Named-object pointing records
*****

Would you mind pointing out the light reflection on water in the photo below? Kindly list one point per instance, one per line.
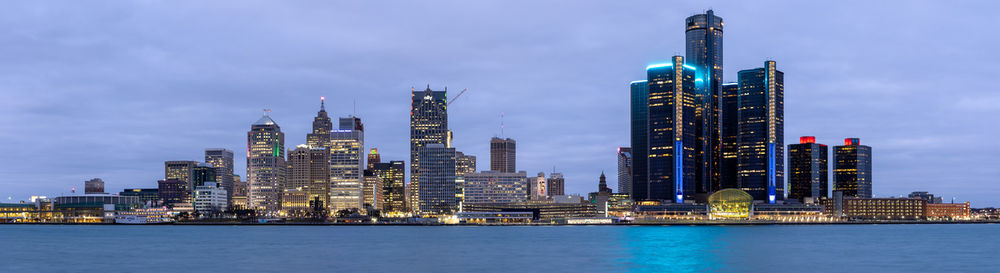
(829, 248)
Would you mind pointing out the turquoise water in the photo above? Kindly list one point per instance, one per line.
(831, 248)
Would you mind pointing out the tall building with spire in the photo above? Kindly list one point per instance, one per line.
(503, 155)
(703, 36)
(761, 152)
(265, 165)
(428, 125)
(672, 136)
(222, 160)
(347, 163)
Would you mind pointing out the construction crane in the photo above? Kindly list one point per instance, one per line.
(456, 96)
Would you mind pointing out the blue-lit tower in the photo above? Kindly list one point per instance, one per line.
(761, 132)
(672, 137)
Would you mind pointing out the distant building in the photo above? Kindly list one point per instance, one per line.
(209, 198)
(173, 192)
(265, 165)
(503, 155)
(464, 163)
(222, 159)
(852, 170)
(182, 170)
(372, 190)
(428, 125)
(931, 199)
(761, 132)
(438, 188)
(808, 170)
(393, 186)
(346, 165)
(538, 187)
(556, 184)
(489, 187)
(625, 170)
(93, 186)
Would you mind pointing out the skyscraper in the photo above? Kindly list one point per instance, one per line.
(761, 132)
(503, 155)
(625, 170)
(852, 172)
(393, 186)
(347, 165)
(671, 130)
(428, 125)
(320, 135)
(438, 188)
(556, 184)
(265, 165)
(730, 119)
(639, 114)
(807, 169)
(222, 160)
(182, 170)
(309, 174)
(703, 36)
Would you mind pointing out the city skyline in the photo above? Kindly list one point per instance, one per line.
(899, 166)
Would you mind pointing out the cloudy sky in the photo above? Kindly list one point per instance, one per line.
(113, 89)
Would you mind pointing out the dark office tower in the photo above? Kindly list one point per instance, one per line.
(265, 165)
(182, 170)
(703, 35)
(438, 189)
(671, 129)
(556, 184)
(203, 173)
(373, 157)
(807, 170)
(761, 132)
(222, 160)
(392, 174)
(640, 139)
(729, 165)
(503, 155)
(625, 170)
(322, 125)
(428, 125)
(852, 171)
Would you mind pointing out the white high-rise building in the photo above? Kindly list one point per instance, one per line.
(347, 165)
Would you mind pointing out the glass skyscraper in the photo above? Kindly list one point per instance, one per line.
(807, 170)
(672, 136)
(761, 132)
(428, 125)
(640, 138)
(703, 50)
(852, 171)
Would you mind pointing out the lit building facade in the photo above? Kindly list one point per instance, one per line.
(808, 170)
(503, 155)
(852, 169)
(347, 164)
(428, 125)
(222, 160)
(438, 189)
(393, 186)
(625, 170)
(703, 50)
(672, 137)
(556, 184)
(639, 117)
(265, 165)
(761, 132)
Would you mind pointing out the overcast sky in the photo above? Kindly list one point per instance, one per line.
(112, 89)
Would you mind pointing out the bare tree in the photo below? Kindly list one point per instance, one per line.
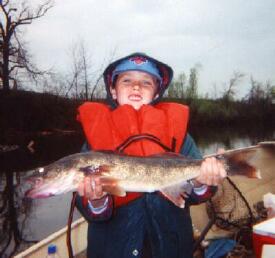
(230, 92)
(80, 71)
(14, 55)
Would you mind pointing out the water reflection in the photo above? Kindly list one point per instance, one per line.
(26, 221)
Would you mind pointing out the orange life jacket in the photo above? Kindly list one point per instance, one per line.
(106, 129)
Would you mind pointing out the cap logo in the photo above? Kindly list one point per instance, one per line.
(138, 60)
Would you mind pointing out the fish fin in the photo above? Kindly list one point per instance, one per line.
(92, 170)
(177, 194)
(110, 185)
(167, 155)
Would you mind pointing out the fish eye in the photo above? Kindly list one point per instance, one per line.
(41, 170)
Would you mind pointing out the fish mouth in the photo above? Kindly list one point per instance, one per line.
(34, 194)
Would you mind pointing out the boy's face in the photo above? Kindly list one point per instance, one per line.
(134, 88)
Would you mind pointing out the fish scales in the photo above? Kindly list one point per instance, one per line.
(168, 174)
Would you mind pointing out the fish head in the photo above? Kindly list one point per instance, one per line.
(54, 179)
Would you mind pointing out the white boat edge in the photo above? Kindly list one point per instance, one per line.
(78, 239)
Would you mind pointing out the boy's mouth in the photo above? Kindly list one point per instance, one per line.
(135, 97)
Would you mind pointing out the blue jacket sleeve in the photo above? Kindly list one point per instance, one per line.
(83, 208)
(190, 150)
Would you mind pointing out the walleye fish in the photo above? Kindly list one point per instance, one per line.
(165, 173)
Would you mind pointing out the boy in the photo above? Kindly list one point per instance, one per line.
(140, 225)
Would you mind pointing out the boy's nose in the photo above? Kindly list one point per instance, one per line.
(136, 85)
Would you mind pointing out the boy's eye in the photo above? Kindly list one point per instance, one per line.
(126, 80)
(147, 83)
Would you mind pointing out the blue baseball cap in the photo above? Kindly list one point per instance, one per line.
(138, 62)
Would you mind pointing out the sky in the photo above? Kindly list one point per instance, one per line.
(222, 36)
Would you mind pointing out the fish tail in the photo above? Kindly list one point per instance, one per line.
(250, 161)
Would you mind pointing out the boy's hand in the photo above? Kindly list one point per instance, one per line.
(212, 172)
(91, 188)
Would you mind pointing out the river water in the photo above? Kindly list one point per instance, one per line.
(24, 221)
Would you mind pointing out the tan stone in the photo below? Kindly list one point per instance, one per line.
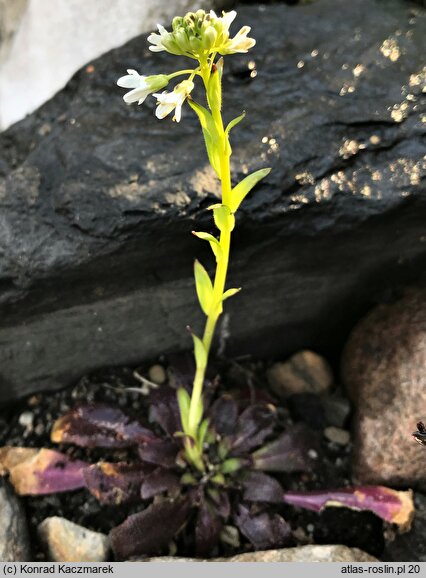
(301, 554)
(157, 374)
(383, 369)
(304, 372)
(69, 542)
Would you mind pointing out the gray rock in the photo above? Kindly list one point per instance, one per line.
(300, 554)
(383, 369)
(14, 540)
(69, 542)
(411, 545)
(336, 409)
(97, 200)
(337, 435)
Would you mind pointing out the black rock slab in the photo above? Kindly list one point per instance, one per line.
(97, 199)
(409, 546)
(14, 540)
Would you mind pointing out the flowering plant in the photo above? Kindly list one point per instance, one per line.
(202, 466)
(202, 36)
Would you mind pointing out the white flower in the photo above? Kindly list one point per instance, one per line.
(168, 101)
(240, 42)
(142, 85)
(226, 19)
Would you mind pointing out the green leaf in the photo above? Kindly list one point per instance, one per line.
(202, 432)
(184, 402)
(240, 191)
(200, 352)
(210, 133)
(223, 218)
(214, 243)
(203, 286)
(214, 88)
(234, 122)
(230, 293)
(198, 414)
(231, 465)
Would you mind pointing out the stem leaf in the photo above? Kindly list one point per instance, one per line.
(204, 287)
(210, 133)
(234, 122)
(240, 191)
(200, 352)
(223, 217)
(230, 293)
(214, 87)
(184, 402)
(214, 243)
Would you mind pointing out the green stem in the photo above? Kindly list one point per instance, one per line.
(218, 288)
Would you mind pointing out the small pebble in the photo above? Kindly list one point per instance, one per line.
(336, 410)
(26, 419)
(157, 374)
(34, 400)
(337, 435)
(39, 429)
(69, 542)
(304, 372)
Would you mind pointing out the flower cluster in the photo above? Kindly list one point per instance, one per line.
(199, 35)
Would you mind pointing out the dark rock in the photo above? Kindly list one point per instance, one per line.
(336, 409)
(95, 245)
(411, 545)
(307, 407)
(14, 541)
(384, 371)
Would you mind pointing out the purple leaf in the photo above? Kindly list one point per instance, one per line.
(390, 505)
(296, 450)
(36, 472)
(149, 532)
(99, 426)
(160, 480)
(264, 530)
(160, 453)
(223, 415)
(207, 529)
(259, 487)
(254, 425)
(164, 409)
(118, 483)
(221, 501)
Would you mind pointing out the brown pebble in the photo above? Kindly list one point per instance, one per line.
(157, 374)
(304, 372)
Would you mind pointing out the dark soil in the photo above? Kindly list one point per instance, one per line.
(29, 422)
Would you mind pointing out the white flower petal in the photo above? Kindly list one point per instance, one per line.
(128, 81)
(228, 18)
(163, 110)
(178, 113)
(135, 95)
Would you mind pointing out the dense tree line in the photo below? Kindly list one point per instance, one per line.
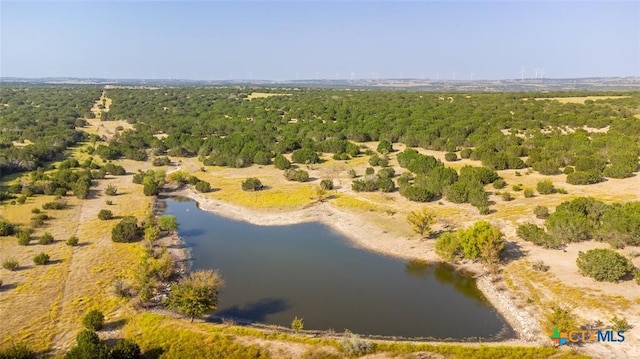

*****

▸ **Written instruction**
Extract every line of the records above that contains the word "tree", and copy each one unchanged.

▸ **Response to the task**
Would you mind pointing out the bare tree in the photo below? Kindly list one point per instance, one per line.
Would you mind pointing out the dense tree line in the photo below? Kindly list one point per instance, one per line.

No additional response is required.